> **TASK SET**:
(a) Name every proper name in the article on memory in old mice: people, institutions, journals and proteins. Give each once.
(b) Write a continuation of the article on memory in old mice, starting right after its final sentence.

> **SELECTED EXTRACT**:
If old mice wore reading glasses, they'd constantly be forgetting where they left them.

Am I saying mice are people? Well, no, but there are similarities: Mice become forgetful in old age, just as some older humans do. And we're all hoping to live long enough to grow old, true? That's why a new study published in Nature Medicine strikes me as fascinating and momentous.

In this study, old mice suffered far fewer senior moments during a battery of memory tests when Stanford investigators directed by Stanford neuro-immunologist Tony Wyss-Coray, PhD, disabled a single molecule dotting the mice's cerebral blood vessels. For example, they (the mice, not the scientists) breezed through a maze with the panache characteristic of young adult mice.

From my news release about the study:

Since his lab first began reporting several years ago that unknown factors in old blood can accelerate cognitive decline and, conversely, that factors in young blood can rejuvenate old brains, Wyss-Coray... has sought to identify those factors. But he and his colleagues took a different tack in the new study.

This time, instead of sifting through blood to find the culprits, they decided to check out the action at the so-called blood-brain barrier. The blood vessels perfusing our brains (and mice's) differ from those elsewhere in the body in one important respect: They're much more selective about what gets in and what comes out.

Wyss-Coray's team combed through a long list of molecular nuts and bolts composing both human and murine vasculatures to see if, and how, any of those components might facilitate old blood's nefarious capacity to cause the brain to rust out.

Sure enough, topping the list was a suspicious blood-vessel-wall-associated protein that, in both mice and humans, gets much more abundant on blood-vessel walls as individuals get older. From my release:

The protein, VCAM1, is well known to immunologists. It's a docking station for circulating cells of the immune system -- a first stop in a passport-punching process that under certain relatively rare conditions grants those immune cells permission to migrate across the brain's otherwise tightly closed border.

...

> **INFORMATION SHOWN**:
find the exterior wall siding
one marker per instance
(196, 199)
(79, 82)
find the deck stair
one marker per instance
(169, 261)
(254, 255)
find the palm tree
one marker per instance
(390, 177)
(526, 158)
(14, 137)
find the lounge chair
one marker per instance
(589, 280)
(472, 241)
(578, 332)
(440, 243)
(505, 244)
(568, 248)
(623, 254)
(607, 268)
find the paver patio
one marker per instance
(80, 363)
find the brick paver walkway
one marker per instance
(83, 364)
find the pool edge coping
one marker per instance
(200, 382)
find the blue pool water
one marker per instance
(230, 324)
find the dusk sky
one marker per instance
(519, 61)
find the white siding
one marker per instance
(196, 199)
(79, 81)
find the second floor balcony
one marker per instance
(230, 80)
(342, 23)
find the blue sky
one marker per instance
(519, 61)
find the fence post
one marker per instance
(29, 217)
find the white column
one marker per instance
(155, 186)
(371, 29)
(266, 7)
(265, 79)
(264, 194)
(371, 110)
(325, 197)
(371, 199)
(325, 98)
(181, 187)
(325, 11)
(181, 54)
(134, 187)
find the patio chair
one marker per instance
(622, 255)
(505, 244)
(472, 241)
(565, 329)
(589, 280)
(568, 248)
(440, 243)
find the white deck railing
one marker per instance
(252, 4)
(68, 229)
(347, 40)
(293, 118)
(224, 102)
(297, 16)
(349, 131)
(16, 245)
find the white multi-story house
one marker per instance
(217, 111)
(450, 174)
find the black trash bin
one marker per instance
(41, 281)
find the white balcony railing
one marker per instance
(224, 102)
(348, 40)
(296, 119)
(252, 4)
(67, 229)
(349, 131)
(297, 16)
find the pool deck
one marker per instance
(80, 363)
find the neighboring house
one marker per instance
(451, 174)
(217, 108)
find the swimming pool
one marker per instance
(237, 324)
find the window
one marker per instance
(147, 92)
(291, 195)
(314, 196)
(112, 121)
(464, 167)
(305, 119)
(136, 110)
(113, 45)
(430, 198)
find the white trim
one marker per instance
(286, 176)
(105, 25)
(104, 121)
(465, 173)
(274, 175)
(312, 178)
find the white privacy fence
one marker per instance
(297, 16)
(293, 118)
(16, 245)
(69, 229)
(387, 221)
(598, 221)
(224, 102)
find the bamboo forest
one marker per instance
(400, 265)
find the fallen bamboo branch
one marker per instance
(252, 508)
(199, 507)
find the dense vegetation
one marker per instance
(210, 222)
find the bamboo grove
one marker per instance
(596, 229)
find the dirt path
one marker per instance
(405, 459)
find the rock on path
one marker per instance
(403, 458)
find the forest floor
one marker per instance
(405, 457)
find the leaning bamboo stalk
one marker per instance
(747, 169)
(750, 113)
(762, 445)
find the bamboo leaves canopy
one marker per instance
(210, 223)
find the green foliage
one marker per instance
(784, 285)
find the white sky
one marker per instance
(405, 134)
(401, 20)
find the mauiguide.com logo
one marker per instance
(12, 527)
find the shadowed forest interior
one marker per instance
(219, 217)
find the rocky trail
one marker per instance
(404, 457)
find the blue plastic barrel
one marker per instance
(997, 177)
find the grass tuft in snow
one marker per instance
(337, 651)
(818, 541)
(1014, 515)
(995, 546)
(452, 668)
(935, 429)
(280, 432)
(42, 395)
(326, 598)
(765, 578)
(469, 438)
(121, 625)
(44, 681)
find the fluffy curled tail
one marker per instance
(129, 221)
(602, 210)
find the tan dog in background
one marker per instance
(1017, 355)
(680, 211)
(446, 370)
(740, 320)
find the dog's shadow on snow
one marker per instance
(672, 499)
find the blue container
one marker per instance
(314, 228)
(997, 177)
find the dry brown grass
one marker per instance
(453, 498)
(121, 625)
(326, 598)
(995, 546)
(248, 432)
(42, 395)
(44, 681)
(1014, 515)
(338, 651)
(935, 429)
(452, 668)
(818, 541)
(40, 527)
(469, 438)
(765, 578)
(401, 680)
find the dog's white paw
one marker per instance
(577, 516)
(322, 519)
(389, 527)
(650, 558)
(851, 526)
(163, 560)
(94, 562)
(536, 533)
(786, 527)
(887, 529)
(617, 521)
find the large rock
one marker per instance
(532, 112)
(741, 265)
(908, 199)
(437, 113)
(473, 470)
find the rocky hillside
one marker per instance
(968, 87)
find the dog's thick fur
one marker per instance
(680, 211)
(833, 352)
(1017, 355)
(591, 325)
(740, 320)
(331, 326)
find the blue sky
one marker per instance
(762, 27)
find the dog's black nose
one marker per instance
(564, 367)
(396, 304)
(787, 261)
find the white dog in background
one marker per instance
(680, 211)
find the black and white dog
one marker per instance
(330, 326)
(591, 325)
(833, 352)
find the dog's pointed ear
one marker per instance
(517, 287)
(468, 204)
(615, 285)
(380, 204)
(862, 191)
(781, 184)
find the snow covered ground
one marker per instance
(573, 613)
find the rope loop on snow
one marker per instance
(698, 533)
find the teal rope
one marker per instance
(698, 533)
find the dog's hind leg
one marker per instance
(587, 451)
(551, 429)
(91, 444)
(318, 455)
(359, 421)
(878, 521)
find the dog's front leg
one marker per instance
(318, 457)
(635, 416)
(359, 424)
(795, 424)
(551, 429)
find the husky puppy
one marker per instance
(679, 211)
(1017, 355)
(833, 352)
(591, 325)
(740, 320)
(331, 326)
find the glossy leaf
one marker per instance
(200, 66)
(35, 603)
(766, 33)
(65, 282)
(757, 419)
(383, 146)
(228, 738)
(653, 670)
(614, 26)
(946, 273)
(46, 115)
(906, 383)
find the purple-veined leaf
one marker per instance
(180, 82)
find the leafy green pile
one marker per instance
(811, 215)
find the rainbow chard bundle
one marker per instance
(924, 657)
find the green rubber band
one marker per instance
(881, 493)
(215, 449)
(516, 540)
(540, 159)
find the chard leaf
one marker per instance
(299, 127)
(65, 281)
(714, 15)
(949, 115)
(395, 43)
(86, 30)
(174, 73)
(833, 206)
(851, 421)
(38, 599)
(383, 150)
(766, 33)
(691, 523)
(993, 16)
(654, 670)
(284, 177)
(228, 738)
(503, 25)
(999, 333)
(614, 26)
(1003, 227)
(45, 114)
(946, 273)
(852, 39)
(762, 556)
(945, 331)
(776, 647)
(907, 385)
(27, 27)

> **RESPONSES BY ITEM NUMBER**:
(a) Tony Wyss-Coray; Stanford; Nature Medicine; VCAM1

(b)
Blocking this molecule's capacity to do its main job -- it selectively latches onto immune cells circulating in the bloodstream -- not only improved old mice's cognitive performance but countered two physiological hallmarks of the aging brain: It restored to a more youthful level the ability of the old mice's brains to create new nerve cells, and it subdued the inflammatory mood of the brain's resident immune cells, called microglia.

Bottom line: A single protein protruding from blood-vessel walls in the brain seems to be the first digit in the combination lock the molecular malevolences in our blood have to pick in order to get inside our brains and mess them up so we don't learn as quickly or remember as well as we used to when we were younger.

The cognitive-test improvement in the old mice in this study was, in Wyss-Coray's words, the best he's ever seen in his experience. And he's tested a lot of mousey IQs.

The protein in question is situated right on blood-vessel walls, so it's accessible to drugs that no longer have to be able to penetrate the blood-brain barrier to turn off an offending brain mechanism. That's a big plus.

In fact, bulky drugs targeting this very molecule are already sitting on the shelves of pharmaceutical companies that were developing it as a multiple sclerosis therapy (because it would stop the aforementioned early step in the entry of immune cells into the brain), Wyss-Coray told me. But their candidate got aced out by another drug, marketed as Tysabri. Maybe now's a good time to pick it up and run with it.